**Work to do:**
Turn the rows below into a numbered list, leaving out any blank lines.

**Exercise materials:**
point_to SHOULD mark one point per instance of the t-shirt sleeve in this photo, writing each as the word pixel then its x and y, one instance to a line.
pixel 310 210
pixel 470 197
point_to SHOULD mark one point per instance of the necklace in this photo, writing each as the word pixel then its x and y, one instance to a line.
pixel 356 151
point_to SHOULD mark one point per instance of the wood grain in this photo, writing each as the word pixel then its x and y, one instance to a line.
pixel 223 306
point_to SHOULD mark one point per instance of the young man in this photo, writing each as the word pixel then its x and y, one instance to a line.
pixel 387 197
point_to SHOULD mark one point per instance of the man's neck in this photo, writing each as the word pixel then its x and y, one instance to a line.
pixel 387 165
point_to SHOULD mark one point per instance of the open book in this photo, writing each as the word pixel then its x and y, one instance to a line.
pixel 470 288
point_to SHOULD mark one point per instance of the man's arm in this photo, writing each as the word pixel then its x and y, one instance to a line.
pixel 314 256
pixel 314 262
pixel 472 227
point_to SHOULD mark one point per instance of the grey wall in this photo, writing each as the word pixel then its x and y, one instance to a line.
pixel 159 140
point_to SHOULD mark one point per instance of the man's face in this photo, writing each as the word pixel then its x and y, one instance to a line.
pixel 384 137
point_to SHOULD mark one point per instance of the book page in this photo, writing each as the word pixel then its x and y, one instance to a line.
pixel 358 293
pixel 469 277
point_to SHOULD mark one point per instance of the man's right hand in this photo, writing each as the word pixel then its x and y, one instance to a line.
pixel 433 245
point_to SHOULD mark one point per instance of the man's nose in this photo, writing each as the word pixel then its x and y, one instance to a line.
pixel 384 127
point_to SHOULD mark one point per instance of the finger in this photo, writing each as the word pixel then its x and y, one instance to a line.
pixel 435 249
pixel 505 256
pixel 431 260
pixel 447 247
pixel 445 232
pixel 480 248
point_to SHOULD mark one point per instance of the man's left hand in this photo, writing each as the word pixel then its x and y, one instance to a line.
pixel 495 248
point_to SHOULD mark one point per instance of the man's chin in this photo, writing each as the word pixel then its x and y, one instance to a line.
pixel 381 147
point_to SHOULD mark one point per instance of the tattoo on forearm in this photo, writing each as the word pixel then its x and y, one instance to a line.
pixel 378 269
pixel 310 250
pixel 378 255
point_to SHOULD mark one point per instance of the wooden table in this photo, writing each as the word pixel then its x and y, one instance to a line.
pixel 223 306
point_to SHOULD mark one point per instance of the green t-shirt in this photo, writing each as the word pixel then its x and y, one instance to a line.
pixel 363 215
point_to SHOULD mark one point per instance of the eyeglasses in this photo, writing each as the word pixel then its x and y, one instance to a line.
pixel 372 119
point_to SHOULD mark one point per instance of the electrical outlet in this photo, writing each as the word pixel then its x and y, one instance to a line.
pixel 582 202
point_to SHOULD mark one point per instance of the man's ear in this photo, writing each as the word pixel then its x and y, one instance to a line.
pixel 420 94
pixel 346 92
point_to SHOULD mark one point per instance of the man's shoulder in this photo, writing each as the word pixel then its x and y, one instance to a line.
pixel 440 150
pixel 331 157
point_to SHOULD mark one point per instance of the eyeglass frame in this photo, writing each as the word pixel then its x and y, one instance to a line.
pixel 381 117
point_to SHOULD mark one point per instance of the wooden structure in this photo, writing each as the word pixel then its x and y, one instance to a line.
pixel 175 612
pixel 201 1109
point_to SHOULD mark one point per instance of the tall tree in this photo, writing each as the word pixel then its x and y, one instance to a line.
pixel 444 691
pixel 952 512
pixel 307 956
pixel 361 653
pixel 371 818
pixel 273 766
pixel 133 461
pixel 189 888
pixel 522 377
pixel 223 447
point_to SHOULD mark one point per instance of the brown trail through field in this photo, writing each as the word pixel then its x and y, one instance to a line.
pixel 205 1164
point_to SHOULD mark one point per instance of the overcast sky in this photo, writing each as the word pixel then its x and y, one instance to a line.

**Answer to this problem:**
1. point_to SHOULD mark one point per instance of the t-shirt sleeve in this photo, writing each as the word pixel then its x and y, one instance to a line.
2. pixel 310 210
3. pixel 470 197
4. point_to SHOULD mark one point per instance of the necklace in this photo, writing each as the word pixel then its x and y, one instance to a line.
5. pixel 356 151
6. point_to SHOULD mark one point per instance of the wood grain in this photo, writing each as the word pixel then its x and y, one instance to a line.
7. pixel 223 306
8. point_to SHOULD mark one point per instance of the young man in this photo, writing each as the word pixel then its x and y, one instance to a line.
9. pixel 387 197
10. point_to SHOULD mark one point per instance of the man's neck in this photo, writing each as the word pixel then its x and y, one instance to a line.
11. pixel 387 165
12. point_to SHOULD mark one point per instance of the open book in this photo, writing each as the word pixel then its x and y, one instance to a line.
13. pixel 470 288
14. point_to SHOULD mark one point per instance of the man's arm in this photo, writing each as the word pixel then its x and y, one instance to a line.
15. pixel 314 256
16. pixel 314 262
17. pixel 472 227
18. point_to SHOULD mark one point per instance of the grey wall in this photo, writing each as the word pixel then its x and y, one instance to a line.
19. pixel 159 140
20. point_to SHOULD mark one point per instance of the man's face in this photo, writing each as the word pixel then its x and y, one instance to a line.
21. pixel 384 137
22. point_to SHOULD mark one point per instance of the book page in this photo, writing each as the word pixel then its x and y, one instance to a line.
23. pixel 358 293
24. pixel 469 277
25. point_to SHOULD mark one point per instance of the man's right hand in this photo, writing each as the word pixel then its x and y, one instance to a line.
26. pixel 433 245
27. point_to SHOULD mark one point per instance of the man's nose in this photo, writing each as the word pixel then its x and y, one instance to a line.
28. pixel 384 127
29. point_to SHOULD mark one point per instance of the finger in this photo, writing each as the word pixel then its x and y, one instance to a line.
30. pixel 435 249
31. pixel 505 256
32. pixel 431 260
33. pixel 447 247
34. pixel 445 232
35. pixel 480 248
36. point_to SHOULD mark one point per instance of the man's left hand in this photo, writing each as the word pixel then its x and y, one instance to a line.
37. pixel 495 248
38. point_to SHOULD mark one point per instance of the man's chin in this photo, writing each as the word pixel then its x and y, one instance to a line.
39. pixel 381 147
40. point_to SHOULD mark one point per instance of the tattoo on forearm in this photo, writing each as the word pixel then its x and y, one instance to a line.
41. pixel 378 269
42. pixel 310 250
43. pixel 378 255
44. point_to SHOULD mark one point per instance of the wooden table in this photo, writing each as the word pixel then its x and y, one instance to a line.
45. pixel 223 306
46. point_to SHOULD mark one point per instance of the green t-shirt in this photo, writing each as the word pixel then its x and y, one instance to a line.
47. pixel 363 215
48. point_to SHOULD mark one point per instance of the eyeglasses in this photo, writing each as the word pixel then its x and y, one instance to a line.
49. pixel 372 119
50. point_to SHOULD mark one point per instance of the electrical outlet in this photo, writing each as the word pixel then its x and y, one instance to a line.
51. pixel 582 202
52. point_to SHOULD mark one point per instance of the man's ear in this photo, writing each as the word pixel then its x and y, one instance to a line.
53. pixel 420 94
54. pixel 346 92
55. point_to SHOULD mark one point per instance of the man's shoulder in this photo, writing each as the word pixel then its x and y, one instance to a line.
56. pixel 440 150
57. pixel 331 157
58. point_to SHOULD mark one point per instance of the eyeglass frame in this photo, writing each as the word pixel then its x and y, one instance to a line.
59. pixel 381 117
60. point_to SHOULD mark one point per instance of the wooden structure in this photo, writing each as the word pixel then its x and y, one instance to a line.
61. pixel 175 612
62. pixel 201 1109
63. point_to SHOULD mark one point per instance of the tall tree in this photo, writing each as the word pixel then its x and y, one instance to a line.
64. pixel 444 691
65. pixel 952 512
66. pixel 307 956
67. pixel 361 653
68. pixel 371 818
69. pixel 273 766
70. pixel 133 461
71. pixel 189 888
72. pixel 522 377
73. pixel 223 447
74. point_to SHOULD mark one point per instance of the brown trail through field in this photo, writing each as the word pixel then its x and y, one instance to a line.
75. pixel 205 1164
76. point_to SHOULD mark one point per instance of the overcast sky in this photo, writing each as the word pixel then its x and y, one instance to a line.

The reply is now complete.